| PROBLEM DESCRIPTION |
Could you transcribe the material below exactly, without leaving out a single line?

----

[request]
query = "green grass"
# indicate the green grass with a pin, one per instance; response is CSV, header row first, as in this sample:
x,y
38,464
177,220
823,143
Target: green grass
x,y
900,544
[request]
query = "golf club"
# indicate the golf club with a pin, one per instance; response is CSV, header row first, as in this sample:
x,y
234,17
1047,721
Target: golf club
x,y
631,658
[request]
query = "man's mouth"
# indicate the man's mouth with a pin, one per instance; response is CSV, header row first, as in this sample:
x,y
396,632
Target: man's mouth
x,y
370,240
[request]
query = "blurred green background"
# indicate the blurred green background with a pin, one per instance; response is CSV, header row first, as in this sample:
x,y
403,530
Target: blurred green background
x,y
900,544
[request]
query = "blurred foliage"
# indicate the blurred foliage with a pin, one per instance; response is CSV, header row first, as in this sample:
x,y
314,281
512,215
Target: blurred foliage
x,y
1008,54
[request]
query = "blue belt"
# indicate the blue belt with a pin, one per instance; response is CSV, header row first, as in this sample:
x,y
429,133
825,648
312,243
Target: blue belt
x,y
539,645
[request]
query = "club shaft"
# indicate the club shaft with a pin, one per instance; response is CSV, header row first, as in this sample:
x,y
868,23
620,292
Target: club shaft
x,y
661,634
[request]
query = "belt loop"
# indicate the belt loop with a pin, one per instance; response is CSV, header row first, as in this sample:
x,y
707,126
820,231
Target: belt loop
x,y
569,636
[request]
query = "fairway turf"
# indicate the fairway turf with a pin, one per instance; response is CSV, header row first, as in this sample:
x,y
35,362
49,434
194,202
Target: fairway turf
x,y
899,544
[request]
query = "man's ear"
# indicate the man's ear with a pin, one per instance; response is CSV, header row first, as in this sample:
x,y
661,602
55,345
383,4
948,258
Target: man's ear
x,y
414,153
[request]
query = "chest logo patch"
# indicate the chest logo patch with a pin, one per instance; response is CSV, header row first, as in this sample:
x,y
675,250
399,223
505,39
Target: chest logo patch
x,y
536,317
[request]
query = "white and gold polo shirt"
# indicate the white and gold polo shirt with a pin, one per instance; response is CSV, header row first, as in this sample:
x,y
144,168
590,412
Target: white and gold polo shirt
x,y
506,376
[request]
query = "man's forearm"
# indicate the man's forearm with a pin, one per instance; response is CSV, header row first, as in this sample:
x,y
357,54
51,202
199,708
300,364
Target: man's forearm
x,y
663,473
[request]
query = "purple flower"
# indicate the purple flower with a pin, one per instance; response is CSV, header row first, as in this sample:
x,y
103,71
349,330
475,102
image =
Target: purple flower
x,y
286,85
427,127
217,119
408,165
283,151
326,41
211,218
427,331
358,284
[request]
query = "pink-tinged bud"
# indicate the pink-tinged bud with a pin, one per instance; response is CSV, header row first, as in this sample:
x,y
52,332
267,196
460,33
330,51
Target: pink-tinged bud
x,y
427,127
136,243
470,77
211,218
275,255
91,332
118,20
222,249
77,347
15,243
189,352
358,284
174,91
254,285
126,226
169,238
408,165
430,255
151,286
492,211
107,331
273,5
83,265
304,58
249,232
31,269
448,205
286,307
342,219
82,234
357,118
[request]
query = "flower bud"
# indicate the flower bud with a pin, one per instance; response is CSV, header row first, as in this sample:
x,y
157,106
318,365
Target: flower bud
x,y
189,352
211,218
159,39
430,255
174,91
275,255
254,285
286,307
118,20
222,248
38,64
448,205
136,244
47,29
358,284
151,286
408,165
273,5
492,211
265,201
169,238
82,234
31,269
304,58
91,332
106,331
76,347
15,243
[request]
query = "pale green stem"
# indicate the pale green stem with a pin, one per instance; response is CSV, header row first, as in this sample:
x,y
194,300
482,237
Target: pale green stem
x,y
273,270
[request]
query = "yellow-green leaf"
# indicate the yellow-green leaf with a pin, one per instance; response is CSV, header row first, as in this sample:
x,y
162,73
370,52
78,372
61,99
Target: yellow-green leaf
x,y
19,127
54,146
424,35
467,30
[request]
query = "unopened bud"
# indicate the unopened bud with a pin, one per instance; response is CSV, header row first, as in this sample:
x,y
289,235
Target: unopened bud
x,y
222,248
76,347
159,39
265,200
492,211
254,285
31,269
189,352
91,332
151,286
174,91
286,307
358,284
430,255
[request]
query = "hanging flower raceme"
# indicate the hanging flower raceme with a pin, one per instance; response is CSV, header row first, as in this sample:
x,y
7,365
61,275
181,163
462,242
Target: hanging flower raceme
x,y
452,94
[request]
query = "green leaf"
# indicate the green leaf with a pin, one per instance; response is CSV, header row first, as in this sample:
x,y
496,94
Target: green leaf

----

| ANSWER |
[request]
query = "green grass"
# indicate the green grass with a pin, one per instance; response is CSV, header row first, as in this sample:
x,y
38,464
177,220
823,143
Target: green grass
x,y
900,544
[request]
query = "golf club"
# indicate the golf club with a pin, one per instance; response is CSV, header row first, as in this sample:
x,y
234,17
1047,721
Target: golf club
x,y
631,658
[request]
query = "man's mouth"
# indicate the man's mouth with a pin, one per instance; response is CSV, header row first, as in this sample:
x,y
396,632
Target: man's mouth
x,y
370,240
[request]
query = "blurred green background"
# indicate the blurred green background with a pin, one per instance; response is CSV, header row first, as in this sample:
x,y
403,530
Target: blurred green background
x,y
900,544
[request]
query = "blurred foliage"
# indicate the blurred foliage with a pin, one per instance; response is CSV, header row first, as in this sample:
x,y
314,281
512,215
Target: blurred foliage
x,y
1008,54
[request]
query = "blue belt"
# indicate the blue belt with a pin, one per instance; response is CSV, header row first, as in this sample:
x,y
429,133
825,648
312,243
Target: blue belt
x,y
539,645
[request]
query = "club shaft"
# indicate the club shaft with a pin, one per instance; response is CSV, header row first, as in this sample:
x,y
868,23
620,292
Target: club shaft
x,y
661,634
[request]
query = "belt loop"
# indicate the belt loop with a pin, one per instance; response is CSV, header row first, as in this sample:
x,y
707,126
820,231
Target: belt loop
x,y
569,636
[request]
query = "fairway turf"
# indicate the fairway turf with a pin, one per instance; response is CSV, header row first, as in this sample:
x,y
35,362
49,434
194,202
Target: fairway turf
x,y
899,544
[request]
query = "man's ear"
# indicate the man's ear with a pin, one per instance; response is CSV, header row first, as in this sample:
x,y
661,602
55,345
383,4
948,258
Target: man's ear
x,y
414,153
[request]
query = "chest logo patch"
# indicate the chest logo patch with a pin, one per instance; response is CSV, header row first, as in this sample:
x,y
675,250
399,223
505,39
Target: chest logo patch
x,y
536,317
[request]
query = "white and gold polo shirt"
# indicate the white and gold polo shirt with a pin, one per instance; response is CSV, header row first, as in this sample:
x,y
144,168
590,412
Target: white and gold polo shirt
x,y
506,376
[request]
query = "man's forearm"
# indicate the man's forearm with a pin, one per instance; response is CSV, header row first, as in this sample:
x,y
357,54
51,202
199,708
300,364
Target: man's forearm
x,y
663,473
[request]
query = "purple flower"
# indicate the purple flower with a pin, one per instance; response is CSV, header row first, as in this sample:
x,y
103,71
349,330
475,102
image =
Target: purple flower
x,y
286,85
427,127
217,119
408,165
283,151
326,41
211,218
427,331
358,284
[request]
query = "pink-tinged bud"
# indicate the pink-tinged bud with a pin, one per instance; response is CSV, header row first, as in this sample:
x,y
52,332
267,196
460,33
330,51
Target: pink-tinged bud
x,y
427,127
136,243
470,77
211,218
275,255
91,332
118,20
222,249
77,347
15,243
189,352
358,284
174,91
254,285
126,226
169,238
408,165
430,255
151,286
492,211
107,331
273,5
83,265
304,58
249,232
31,269
448,205
286,307
342,219
82,234
357,118
[request]
query = "flower bud"
# indicate the flower bud with a pin, one per instance; response is CSV, header row first, as in this sample:
x,y
157,106
318,365
Target: flower bud
x,y
189,352
211,218
159,39
430,255
174,91
275,255
254,285
286,307
118,20
222,248
38,64
448,205
136,244
47,29
358,284
151,286
408,165
273,5
492,211
265,201
169,238
82,234
31,269
304,58
91,332
106,331
76,347
15,243
[request]
query = "pale green stem"
# indicate the pale green stem with a pin, one per instance; response is CSV, header row first, as in this sample:
x,y
194,300
482,237
Target: pale green stem
x,y
273,270
[request]
query = "yellow-green leaf"
# indicate the yellow-green leaf with a pin, one per instance; response is CSV, header row first, as in this sample:
x,y
162,73
370,52
78,372
61,99
Target: yellow-green leaf
x,y
19,127
54,146
424,35
467,30
[request]
query = "unopened bud"
# indicate the unopened bud with a pin, one per instance; response is CSV, header row first, as in this sample:
x,y
289,235
Target: unopened bud
x,y
222,248
76,347
159,39
265,200
492,211
254,285
31,269
189,352
91,332
151,286
174,91
286,307
358,284
430,255
[request]
query = "hanging flower raceme"
# indicate the hanging flower raceme with a pin, one per instance; response is CSV, header row first, as in this sample:
x,y
7,365
61,275
181,163
462,242
Target: hanging flower raceme
x,y
452,94
[request]
query = "green leaf"
# indicate the green leaf with a pin, one per instance; response is CSV, header row first, as in this sample:
x,y
496,94
Target: green leaf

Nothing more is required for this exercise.